BEGIN Task data

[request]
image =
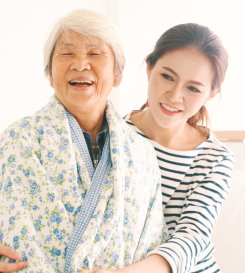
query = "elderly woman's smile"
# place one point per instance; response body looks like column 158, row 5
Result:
column 82, row 72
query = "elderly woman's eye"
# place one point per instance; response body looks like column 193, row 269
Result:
column 193, row 89
column 94, row 54
column 167, row 77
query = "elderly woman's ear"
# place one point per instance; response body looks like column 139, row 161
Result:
column 118, row 76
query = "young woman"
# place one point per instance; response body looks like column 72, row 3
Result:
column 185, row 70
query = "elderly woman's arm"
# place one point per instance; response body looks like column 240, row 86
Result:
column 153, row 263
column 12, row 254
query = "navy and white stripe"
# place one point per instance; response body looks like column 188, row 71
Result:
column 194, row 186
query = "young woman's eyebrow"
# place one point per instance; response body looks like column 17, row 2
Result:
column 176, row 74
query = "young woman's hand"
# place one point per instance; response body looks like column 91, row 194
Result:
column 12, row 254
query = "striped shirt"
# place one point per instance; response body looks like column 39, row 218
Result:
column 194, row 186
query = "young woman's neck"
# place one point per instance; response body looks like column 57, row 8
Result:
column 182, row 137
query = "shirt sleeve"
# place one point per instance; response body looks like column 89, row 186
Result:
column 199, row 215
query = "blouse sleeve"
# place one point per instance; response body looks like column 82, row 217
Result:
column 194, row 228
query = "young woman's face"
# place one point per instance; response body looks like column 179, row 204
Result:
column 179, row 85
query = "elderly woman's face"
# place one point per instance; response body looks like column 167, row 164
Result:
column 82, row 72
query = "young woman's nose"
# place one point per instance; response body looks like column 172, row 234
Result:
column 81, row 63
column 175, row 94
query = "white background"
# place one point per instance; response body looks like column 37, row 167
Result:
column 24, row 26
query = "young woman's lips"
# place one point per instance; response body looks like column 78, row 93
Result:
column 169, row 110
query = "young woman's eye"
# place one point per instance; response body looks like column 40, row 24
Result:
column 167, row 77
column 194, row 89
column 94, row 54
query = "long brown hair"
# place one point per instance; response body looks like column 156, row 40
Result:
column 204, row 40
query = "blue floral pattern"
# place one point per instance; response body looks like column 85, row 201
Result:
column 43, row 182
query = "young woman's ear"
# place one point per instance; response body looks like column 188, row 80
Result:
column 148, row 70
column 213, row 94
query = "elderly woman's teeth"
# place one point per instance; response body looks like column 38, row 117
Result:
column 169, row 108
column 87, row 82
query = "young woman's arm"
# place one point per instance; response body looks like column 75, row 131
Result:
column 188, row 243
column 153, row 263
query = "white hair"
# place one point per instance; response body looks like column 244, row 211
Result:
column 88, row 23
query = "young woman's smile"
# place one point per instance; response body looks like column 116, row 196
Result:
column 179, row 85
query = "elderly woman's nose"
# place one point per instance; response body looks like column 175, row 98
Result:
column 81, row 63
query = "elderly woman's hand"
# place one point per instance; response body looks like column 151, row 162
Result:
column 10, row 253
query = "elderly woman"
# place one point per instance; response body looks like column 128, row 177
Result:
column 79, row 188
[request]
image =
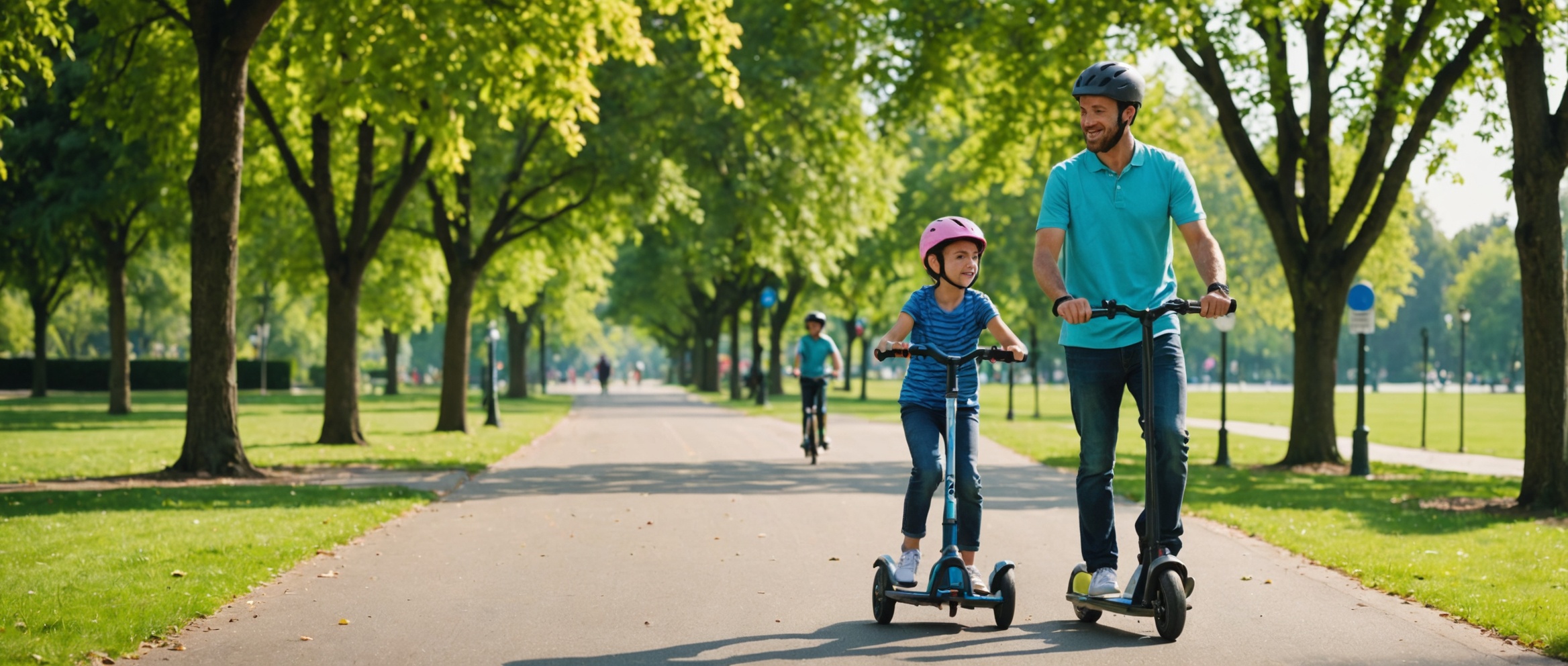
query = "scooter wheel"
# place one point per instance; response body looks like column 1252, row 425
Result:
column 1170, row 606
column 1007, row 589
column 882, row 606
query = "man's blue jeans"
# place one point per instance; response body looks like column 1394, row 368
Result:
column 1098, row 380
column 924, row 430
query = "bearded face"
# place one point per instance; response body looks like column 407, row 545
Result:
column 1098, row 118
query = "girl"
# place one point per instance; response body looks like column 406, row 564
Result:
column 946, row 316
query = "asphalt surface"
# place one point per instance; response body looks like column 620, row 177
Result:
column 651, row 528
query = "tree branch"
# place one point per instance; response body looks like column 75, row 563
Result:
column 1394, row 181
column 364, row 185
column 407, row 179
column 1344, row 38
column 291, row 162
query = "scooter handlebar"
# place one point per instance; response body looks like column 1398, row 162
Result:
column 1111, row 309
column 985, row 353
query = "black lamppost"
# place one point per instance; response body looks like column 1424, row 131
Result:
column 1034, row 367
column 1225, row 325
column 1424, row 347
column 1463, row 326
column 491, row 378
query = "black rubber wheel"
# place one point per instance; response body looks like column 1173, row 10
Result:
column 882, row 606
column 1170, row 606
column 1007, row 589
column 1087, row 615
column 811, row 436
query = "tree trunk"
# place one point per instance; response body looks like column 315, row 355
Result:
column 212, row 413
column 756, row 348
column 40, row 348
column 1540, row 156
column 518, row 330
column 848, row 352
column 544, row 361
column 734, row 354
column 341, row 405
column 118, row 340
column 391, row 342
column 1313, row 438
column 1542, row 289
column 455, row 354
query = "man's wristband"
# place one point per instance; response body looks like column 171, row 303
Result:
column 1054, row 306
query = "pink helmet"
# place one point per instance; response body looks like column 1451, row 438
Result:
column 948, row 229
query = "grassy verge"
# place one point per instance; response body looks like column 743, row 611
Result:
column 93, row 571
column 1493, row 422
column 72, row 436
column 1504, row 573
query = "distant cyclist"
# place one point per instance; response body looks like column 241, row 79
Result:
column 811, row 358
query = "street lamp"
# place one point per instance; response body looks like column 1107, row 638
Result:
column 1463, row 326
column 1225, row 325
column 491, row 378
column 1424, row 347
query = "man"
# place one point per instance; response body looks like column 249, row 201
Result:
column 1106, row 218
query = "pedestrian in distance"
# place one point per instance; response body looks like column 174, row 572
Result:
column 811, row 366
column 1104, row 232
column 603, row 369
column 946, row 316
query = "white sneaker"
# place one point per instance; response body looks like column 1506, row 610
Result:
column 908, row 563
column 1103, row 583
column 979, row 582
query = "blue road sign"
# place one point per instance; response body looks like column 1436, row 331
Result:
column 1360, row 297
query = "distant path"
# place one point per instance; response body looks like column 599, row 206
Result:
column 1430, row 460
column 651, row 528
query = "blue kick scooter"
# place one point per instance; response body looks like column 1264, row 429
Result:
column 1159, row 587
column 949, row 585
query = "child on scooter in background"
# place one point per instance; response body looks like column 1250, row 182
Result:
column 949, row 317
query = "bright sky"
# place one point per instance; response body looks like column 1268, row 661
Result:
column 1482, row 190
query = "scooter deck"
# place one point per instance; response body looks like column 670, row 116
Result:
column 954, row 596
column 1120, row 606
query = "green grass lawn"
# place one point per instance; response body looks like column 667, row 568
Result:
column 1504, row 573
column 93, row 571
column 74, row 436
column 1493, row 422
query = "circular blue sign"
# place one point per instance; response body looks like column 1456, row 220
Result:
column 1360, row 297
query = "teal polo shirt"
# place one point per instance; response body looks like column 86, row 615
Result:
column 1118, row 243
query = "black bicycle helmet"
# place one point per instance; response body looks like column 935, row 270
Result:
column 1111, row 79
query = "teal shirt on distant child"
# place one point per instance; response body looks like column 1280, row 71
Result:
column 1118, row 242
column 814, row 353
column 954, row 333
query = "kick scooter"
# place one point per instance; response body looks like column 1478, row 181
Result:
column 949, row 582
column 1164, row 599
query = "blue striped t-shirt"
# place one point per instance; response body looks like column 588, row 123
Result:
column 954, row 333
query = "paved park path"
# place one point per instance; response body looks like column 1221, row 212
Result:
column 651, row 528
column 1446, row 461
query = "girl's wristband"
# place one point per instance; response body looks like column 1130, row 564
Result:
column 1054, row 306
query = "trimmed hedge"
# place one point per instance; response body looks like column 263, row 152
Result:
column 145, row 375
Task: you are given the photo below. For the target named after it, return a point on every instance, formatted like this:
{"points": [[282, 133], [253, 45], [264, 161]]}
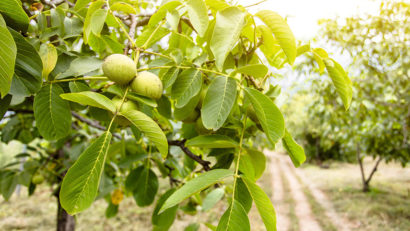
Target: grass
{"points": [[385, 208], [293, 219], [318, 211]]}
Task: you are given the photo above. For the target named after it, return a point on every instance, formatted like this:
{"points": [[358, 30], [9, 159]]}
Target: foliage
{"points": [[378, 121], [209, 56]]}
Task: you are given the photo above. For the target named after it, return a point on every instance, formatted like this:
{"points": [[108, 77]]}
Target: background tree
{"points": [[377, 123], [94, 134]]}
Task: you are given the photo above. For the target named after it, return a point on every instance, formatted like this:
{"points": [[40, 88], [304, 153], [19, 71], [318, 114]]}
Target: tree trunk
{"points": [[65, 222], [359, 160]]}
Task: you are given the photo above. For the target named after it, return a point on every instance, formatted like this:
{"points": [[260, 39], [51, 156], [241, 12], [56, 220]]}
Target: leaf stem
{"points": [[155, 53], [239, 157], [80, 78], [118, 109], [183, 67], [152, 35]]}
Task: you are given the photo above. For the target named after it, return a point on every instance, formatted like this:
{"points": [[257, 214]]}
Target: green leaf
{"points": [[48, 54], [187, 85], [255, 70], [14, 15], [269, 46], [81, 66], [198, 14], [90, 98], [123, 7], [148, 126], [252, 164], [80, 184], [263, 204], [97, 21], [217, 4], [218, 102], [340, 80], [168, 79], [173, 19], [164, 220], [8, 52], [4, 105], [52, 113], [242, 195], [228, 27], [296, 152], [234, 219], [212, 141], [212, 198], [187, 110], [96, 5], [8, 183], [132, 178], [147, 187], [195, 185], [282, 32], [192, 227], [268, 115], [319, 54], [162, 11], [27, 78]]}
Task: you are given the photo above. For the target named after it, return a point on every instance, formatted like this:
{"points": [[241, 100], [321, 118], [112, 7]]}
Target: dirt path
{"points": [[281, 164], [307, 221], [338, 221], [282, 220]]}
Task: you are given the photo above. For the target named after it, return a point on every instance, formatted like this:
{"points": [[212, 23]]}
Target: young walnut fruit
{"points": [[119, 68], [147, 84]]}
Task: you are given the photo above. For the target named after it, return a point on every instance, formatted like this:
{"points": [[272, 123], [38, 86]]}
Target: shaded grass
{"points": [[318, 211], [289, 201], [385, 208]]}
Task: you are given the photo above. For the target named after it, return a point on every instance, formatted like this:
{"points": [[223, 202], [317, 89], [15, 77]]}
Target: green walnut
{"points": [[147, 84], [128, 105], [37, 179], [119, 68]]}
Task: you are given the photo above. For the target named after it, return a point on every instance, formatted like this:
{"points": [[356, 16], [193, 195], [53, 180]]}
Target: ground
{"points": [[307, 198]]}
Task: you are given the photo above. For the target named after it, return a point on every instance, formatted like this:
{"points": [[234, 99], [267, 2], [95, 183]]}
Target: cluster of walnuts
{"points": [[122, 70]]}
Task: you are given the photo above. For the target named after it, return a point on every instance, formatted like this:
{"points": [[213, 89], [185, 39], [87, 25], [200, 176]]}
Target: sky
{"points": [[302, 15]]}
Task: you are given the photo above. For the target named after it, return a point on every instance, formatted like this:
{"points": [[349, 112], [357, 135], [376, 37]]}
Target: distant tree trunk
{"points": [[65, 222], [366, 182], [359, 160]]}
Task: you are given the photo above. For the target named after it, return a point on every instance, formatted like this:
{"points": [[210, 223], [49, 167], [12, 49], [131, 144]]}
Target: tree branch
{"points": [[374, 170], [181, 143], [93, 123], [131, 33]]}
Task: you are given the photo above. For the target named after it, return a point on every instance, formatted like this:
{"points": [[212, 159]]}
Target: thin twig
{"points": [[131, 33], [181, 143], [255, 3]]}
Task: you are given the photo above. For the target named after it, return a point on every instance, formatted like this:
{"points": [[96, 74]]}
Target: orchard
{"points": [[169, 103]]}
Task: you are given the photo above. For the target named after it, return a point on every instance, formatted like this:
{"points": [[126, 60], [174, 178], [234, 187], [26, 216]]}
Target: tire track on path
{"points": [[338, 221], [281, 209], [307, 221]]}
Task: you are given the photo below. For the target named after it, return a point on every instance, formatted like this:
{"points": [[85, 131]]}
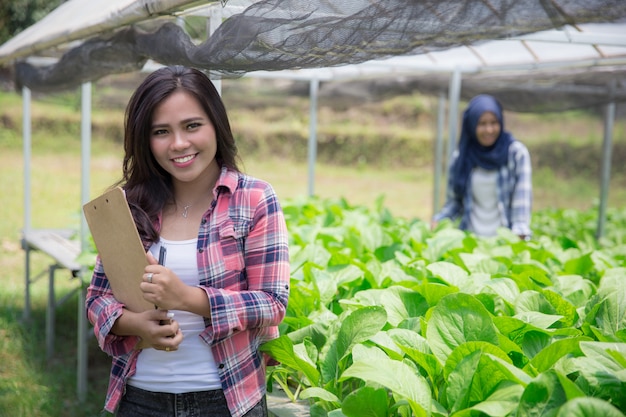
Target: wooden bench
{"points": [[60, 246]]}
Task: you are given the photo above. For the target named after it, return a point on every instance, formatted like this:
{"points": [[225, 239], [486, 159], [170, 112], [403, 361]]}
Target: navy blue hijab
{"points": [[471, 153]]}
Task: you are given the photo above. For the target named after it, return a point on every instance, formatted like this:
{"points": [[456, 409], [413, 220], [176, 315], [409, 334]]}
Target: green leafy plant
{"points": [[388, 318]]}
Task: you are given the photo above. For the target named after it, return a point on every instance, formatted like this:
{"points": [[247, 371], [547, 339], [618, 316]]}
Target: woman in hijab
{"points": [[490, 176]]}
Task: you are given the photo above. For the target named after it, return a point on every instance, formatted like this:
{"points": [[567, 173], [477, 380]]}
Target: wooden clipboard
{"points": [[118, 243]]}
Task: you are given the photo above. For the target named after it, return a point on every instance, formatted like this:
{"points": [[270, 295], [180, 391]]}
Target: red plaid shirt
{"points": [[243, 263]]}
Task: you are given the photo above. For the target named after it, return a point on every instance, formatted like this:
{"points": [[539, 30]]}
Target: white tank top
{"points": [[192, 366], [484, 217]]}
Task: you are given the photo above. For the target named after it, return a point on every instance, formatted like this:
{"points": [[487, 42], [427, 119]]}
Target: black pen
{"points": [[162, 253]]}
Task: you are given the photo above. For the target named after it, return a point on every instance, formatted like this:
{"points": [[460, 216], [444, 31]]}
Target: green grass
{"points": [[30, 387]]}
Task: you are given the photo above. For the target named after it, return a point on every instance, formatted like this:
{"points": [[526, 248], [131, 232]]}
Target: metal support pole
{"points": [[81, 365], [313, 93], [454, 93], [439, 152], [215, 20], [27, 140], [605, 175]]}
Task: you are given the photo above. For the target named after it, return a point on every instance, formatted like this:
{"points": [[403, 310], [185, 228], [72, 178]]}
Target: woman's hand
{"points": [[161, 286], [156, 328], [160, 331]]}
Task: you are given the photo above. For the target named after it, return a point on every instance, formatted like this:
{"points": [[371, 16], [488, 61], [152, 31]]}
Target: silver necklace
{"points": [[185, 209]]}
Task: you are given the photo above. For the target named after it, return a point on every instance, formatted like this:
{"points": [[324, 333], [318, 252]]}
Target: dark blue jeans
{"points": [[139, 403]]}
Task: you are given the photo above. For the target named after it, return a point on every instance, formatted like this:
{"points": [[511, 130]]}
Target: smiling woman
{"points": [[225, 286], [489, 183]]}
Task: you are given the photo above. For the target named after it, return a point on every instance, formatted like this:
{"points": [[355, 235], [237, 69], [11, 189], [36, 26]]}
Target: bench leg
{"points": [[50, 314], [26, 312], [81, 371]]}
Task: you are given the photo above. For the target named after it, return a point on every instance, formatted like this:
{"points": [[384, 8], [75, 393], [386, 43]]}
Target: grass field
{"points": [[29, 386]]}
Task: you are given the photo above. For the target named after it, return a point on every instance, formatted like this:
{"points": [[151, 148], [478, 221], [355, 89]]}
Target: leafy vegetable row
{"points": [[387, 318]]}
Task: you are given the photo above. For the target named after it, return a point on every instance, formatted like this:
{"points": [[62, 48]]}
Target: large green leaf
{"points": [[456, 319], [545, 394], [546, 358], [359, 326], [397, 376], [282, 350], [366, 402], [588, 407]]}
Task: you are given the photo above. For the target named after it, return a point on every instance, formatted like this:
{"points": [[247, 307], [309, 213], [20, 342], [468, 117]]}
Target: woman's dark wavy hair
{"points": [[148, 186]]}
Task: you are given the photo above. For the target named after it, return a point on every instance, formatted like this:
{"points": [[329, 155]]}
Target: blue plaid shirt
{"points": [[514, 189]]}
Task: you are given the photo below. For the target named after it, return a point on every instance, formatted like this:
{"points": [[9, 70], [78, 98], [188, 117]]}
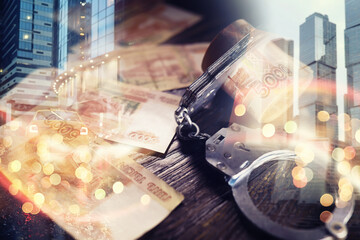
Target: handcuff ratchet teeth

END Task data

**Exercise objective:** Copy out each line of the rows above in which the string "trunk" appears.

**Answer to this problem:**
query = "tree trunk"
Target: tree trunk
Target: distant tree trunk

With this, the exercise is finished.